_ASSIGNMENT_: An exact copy of the lines from the one containing "Query: blue and orange striped shirt" through the end of the material is all that is wanted; transcribe only those.

_INPUT DATA_:
****************

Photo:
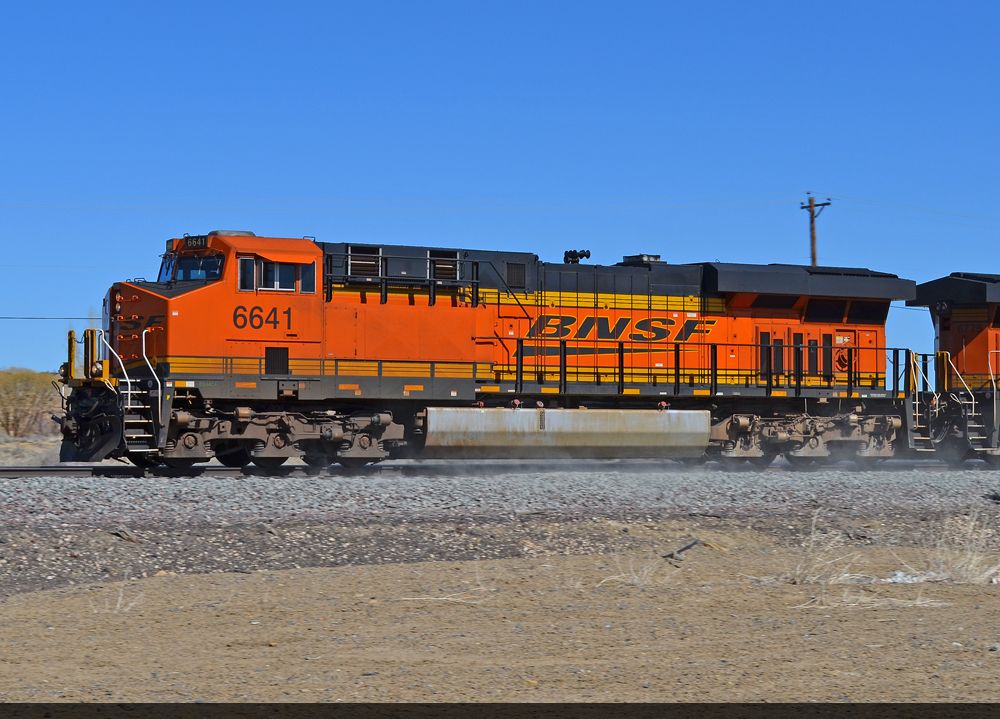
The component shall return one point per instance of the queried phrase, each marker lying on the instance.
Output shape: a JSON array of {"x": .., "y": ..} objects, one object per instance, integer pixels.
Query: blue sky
[{"x": 688, "y": 129}]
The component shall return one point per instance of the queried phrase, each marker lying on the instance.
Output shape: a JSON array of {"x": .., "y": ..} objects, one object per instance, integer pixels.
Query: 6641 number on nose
[{"x": 255, "y": 317}]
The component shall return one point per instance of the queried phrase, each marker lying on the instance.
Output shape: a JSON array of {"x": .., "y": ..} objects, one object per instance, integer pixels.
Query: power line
[
  {"x": 18, "y": 317},
  {"x": 811, "y": 205}
]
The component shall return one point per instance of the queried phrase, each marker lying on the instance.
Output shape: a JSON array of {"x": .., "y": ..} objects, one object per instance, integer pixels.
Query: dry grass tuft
[
  {"x": 640, "y": 572},
  {"x": 959, "y": 552},
  {"x": 826, "y": 558}
]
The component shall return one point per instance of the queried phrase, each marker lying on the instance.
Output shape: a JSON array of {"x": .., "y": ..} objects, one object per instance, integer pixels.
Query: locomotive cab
[{"x": 961, "y": 414}]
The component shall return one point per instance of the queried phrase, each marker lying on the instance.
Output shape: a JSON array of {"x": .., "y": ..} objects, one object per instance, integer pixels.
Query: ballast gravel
[
  {"x": 56, "y": 531},
  {"x": 446, "y": 491}
]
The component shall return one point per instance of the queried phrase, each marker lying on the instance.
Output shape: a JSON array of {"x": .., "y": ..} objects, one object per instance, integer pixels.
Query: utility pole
[{"x": 812, "y": 206}]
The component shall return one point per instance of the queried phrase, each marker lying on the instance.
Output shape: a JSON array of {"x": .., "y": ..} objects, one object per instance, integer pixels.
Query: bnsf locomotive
[{"x": 254, "y": 350}]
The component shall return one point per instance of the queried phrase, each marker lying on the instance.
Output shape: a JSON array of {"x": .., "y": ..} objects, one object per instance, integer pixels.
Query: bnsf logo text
[{"x": 647, "y": 329}]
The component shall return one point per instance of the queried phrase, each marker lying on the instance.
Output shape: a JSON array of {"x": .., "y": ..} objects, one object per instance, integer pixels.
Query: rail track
[{"x": 438, "y": 468}]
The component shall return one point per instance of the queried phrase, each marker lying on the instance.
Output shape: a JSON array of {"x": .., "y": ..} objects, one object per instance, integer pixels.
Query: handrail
[
  {"x": 947, "y": 356},
  {"x": 128, "y": 382},
  {"x": 993, "y": 382},
  {"x": 159, "y": 387}
]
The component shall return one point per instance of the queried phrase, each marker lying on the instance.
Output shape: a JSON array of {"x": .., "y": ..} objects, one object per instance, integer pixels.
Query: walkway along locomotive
[{"x": 253, "y": 349}]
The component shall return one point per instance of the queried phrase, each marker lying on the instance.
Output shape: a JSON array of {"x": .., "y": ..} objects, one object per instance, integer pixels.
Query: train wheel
[
  {"x": 800, "y": 462},
  {"x": 269, "y": 462},
  {"x": 764, "y": 461},
  {"x": 236, "y": 458}
]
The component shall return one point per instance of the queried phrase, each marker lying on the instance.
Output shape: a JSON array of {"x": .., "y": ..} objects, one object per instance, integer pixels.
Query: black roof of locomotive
[
  {"x": 966, "y": 288},
  {"x": 646, "y": 274},
  {"x": 778, "y": 279}
]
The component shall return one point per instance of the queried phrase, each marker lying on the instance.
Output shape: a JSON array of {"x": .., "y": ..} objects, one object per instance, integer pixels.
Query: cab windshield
[{"x": 190, "y": 267}]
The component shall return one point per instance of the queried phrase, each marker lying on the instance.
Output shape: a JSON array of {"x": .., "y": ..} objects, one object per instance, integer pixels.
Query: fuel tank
[{"x": 483, "y": 433}]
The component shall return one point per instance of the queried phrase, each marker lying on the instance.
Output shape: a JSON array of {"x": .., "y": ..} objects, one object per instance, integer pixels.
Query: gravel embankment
[
  {"x": 443, "y": 491},
  {"x": 59, "y": 530}
]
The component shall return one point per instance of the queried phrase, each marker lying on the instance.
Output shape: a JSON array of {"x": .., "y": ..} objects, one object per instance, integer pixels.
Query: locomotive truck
[{"x": 255, "y": 350}]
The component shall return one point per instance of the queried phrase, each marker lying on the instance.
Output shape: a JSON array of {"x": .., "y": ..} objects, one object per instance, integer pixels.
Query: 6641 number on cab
[{"x": 256, "y": 317}]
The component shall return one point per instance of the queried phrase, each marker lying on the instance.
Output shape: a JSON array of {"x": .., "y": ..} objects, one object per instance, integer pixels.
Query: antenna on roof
[{"x": 811, "y": 205}]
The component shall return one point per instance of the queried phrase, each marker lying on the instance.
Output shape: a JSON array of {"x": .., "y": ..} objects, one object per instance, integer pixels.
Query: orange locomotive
[
  {"x": 960, "y": 418},
  {"x": 260, "y": 349}
]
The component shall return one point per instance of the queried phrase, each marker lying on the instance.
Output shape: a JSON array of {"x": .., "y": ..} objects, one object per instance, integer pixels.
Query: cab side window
[
  {"x": 247, "y": 278},
  {"x": 277, "y": 276},
  {"x": 307, "y": 278}
]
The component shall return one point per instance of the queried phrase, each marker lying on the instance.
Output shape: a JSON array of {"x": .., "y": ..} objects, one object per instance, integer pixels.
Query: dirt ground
[{"x": 743, "y": 617}]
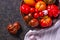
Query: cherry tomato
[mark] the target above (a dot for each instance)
(36, 10)
(34, 23)
(25, 8)
(41, 14)
(32, 10)
(38, 0)
(36, 15)
(52, 10)
(13, 28)
(46, 22)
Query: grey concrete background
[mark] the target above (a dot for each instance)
(9, 13)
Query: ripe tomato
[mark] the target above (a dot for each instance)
(36, 10)
(36, 15)
(46, 21)
(38, 0)
(49, 1)
(30, 2)
(13, 28)
(34, 23)
(40, 5)
(25, 9)
(32, 10)
(41, 14)
(52, 10)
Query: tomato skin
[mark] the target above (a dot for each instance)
(32, 10)
(36, 15)
(36, 10)
(40, 5)
(41, 14)
(46, 22)
(13, 28)
(49, 1)
(34, 23)
(29, 2)
(52, 10)
(25, 8)
(38, 0)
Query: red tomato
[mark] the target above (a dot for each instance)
(36, 15)
(36, 10)
(38, 0)
(41, 14)
(13, 28)
(46, 22)
(53, 10)
(25, 9)
(32, 10)
(40, 5)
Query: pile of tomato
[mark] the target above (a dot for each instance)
(39, 13)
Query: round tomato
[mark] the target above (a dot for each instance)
(40, 5)
(52, 10)
(46, 21)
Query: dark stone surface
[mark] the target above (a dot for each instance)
(9, 13)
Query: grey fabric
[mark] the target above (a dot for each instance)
(52, 33)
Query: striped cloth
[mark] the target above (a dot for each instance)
(52, 33)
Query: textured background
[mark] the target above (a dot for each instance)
(9, 13)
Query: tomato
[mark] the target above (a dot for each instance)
(32, 10)
(36, 10)
(33, 23)
(13, 28)
(46, 22)
(36, 15)
(41, 14)
(52, 10)
(25, 9)
(40, 5)
(30, 2)
(38, 0)
(49, 1)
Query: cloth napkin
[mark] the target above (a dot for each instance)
(52, 33)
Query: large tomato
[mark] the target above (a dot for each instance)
(40, 5)
(52, 10)
(46, 22)
(30, 2)
(49, 1)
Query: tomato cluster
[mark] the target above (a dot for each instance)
(39, 12)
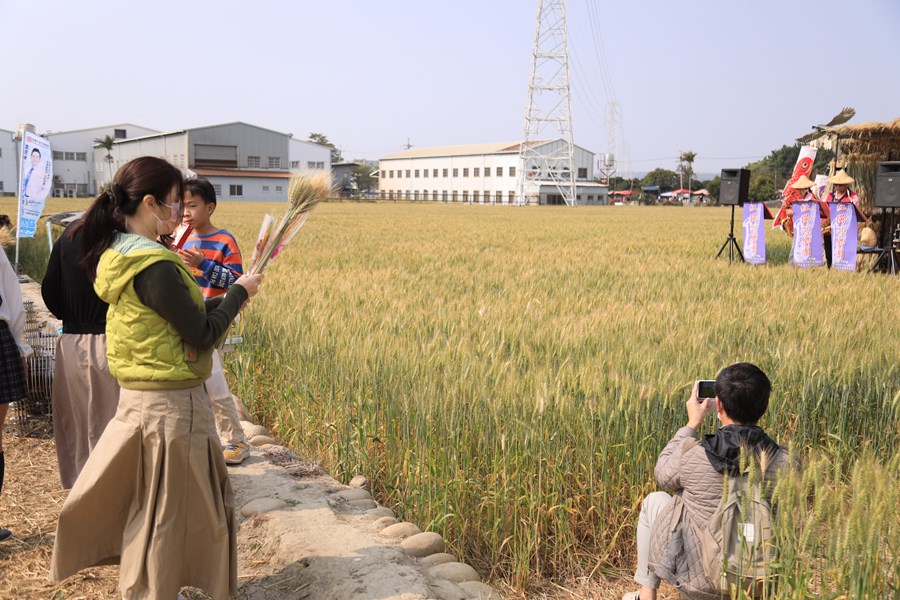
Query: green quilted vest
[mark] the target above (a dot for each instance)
(143, 350)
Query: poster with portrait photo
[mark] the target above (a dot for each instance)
(35, 181)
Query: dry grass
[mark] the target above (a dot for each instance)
(30, 507)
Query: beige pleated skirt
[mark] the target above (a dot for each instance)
(85, 396)
(155, 497)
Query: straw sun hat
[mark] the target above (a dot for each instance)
(803, 183)
(841, 178)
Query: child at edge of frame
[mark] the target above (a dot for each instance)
(214, 259)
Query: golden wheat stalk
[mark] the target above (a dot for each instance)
(305, 192)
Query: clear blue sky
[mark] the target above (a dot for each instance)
(728, 80)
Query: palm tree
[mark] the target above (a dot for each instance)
(687, 158)
(106, 143)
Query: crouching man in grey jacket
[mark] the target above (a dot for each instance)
(693, 473)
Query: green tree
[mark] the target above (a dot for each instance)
(687, 165)
(322, 140)
(664, 178)
(106, 143)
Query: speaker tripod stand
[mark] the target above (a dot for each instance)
(888, 254)
(731, 243)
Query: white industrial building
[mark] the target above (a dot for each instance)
(7, 163)
(308, 156)
(242, 161)
(75, 172)
(481, 174)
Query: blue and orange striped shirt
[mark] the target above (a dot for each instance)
(221, 265)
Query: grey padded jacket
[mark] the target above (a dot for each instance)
(684, 470)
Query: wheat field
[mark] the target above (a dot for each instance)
(507, 377)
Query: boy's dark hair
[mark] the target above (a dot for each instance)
(743, 389)
(200, 186)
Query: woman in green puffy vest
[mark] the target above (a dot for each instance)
(154, 495)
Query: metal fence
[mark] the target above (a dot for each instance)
(36, 409)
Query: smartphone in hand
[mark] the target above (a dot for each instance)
(706, 389)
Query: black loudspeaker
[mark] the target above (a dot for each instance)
(735, 188)
(887, 185)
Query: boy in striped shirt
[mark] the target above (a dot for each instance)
(213, 256)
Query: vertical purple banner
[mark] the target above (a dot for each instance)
(843, 235)
(754, 234)
(807, 250)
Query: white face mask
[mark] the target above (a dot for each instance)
(169, 225)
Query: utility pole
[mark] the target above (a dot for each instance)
(548, 105)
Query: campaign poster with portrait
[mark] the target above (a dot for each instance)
(754, 233)
(35, 181)
(843, 235)
(807, 250)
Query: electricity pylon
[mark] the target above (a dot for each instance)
(548, 112)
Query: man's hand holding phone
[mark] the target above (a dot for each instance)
(702, 401)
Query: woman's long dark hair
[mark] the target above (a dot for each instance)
(134, 180)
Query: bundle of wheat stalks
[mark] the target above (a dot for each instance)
(304, 194)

****************

_SOLUTION_:
Query: blue and orange striped shirt
[mark] the target above (a dot for each instance)
(221, 265)
Query: grey padded jacket
[mark] the target above (a dot for each instance)
(684, 470)
Query: wheat field
[mark] the target above (a dot for each instance)
(507, 377)
Query: boy's dark hair
[mark] the target above (a dot for each instance)
(743, 389)
(200, 186)
Query: woman in green puffy vest
[mark] the target above (a dot for each instance)
(154, 495)
Query: metal fence
[mark] the target above (a dot for each instance)
(36, 409)
Query: smartphone in hand
[mark] the target above (a dot for each instance)
(706, 389)
Query: black loudspeaker
[mark] the target above (a dot for each instance)
(735, 188)
(887, 185)
Query: boy in striped shirt
[mark] the target above (a dot for each instance)
(213, 256)
Query: vertical purple banner
[mark] the target above (a dot for each instance)
(843, 235)
(754, 234)
(807, 250)
Query: white face mask
[mark] the target above (a dot for each instance)
(169, 225)
Query: utility pole
[mark] the target above (a dot for each instance)
(548, 105)
Query: campaign poster with portrait
[mark] the target above (a dot for each instance)
(754, 233)
(35, 181)
(843, 235)
(807, 250)
Query: electricity pylon
[mark] the target above (a dot for each instance)
(548, 112)
Query: man's hand holding phone
[mark] the target above (a dot for each instance)
(702, 401)
Query: woman's long dark hair
[mark] the target above (a dot for each instance)
(134, 180)
Query: bundle of wheat stalks
[mark] the target above (a dot for each instance)
(304, 194)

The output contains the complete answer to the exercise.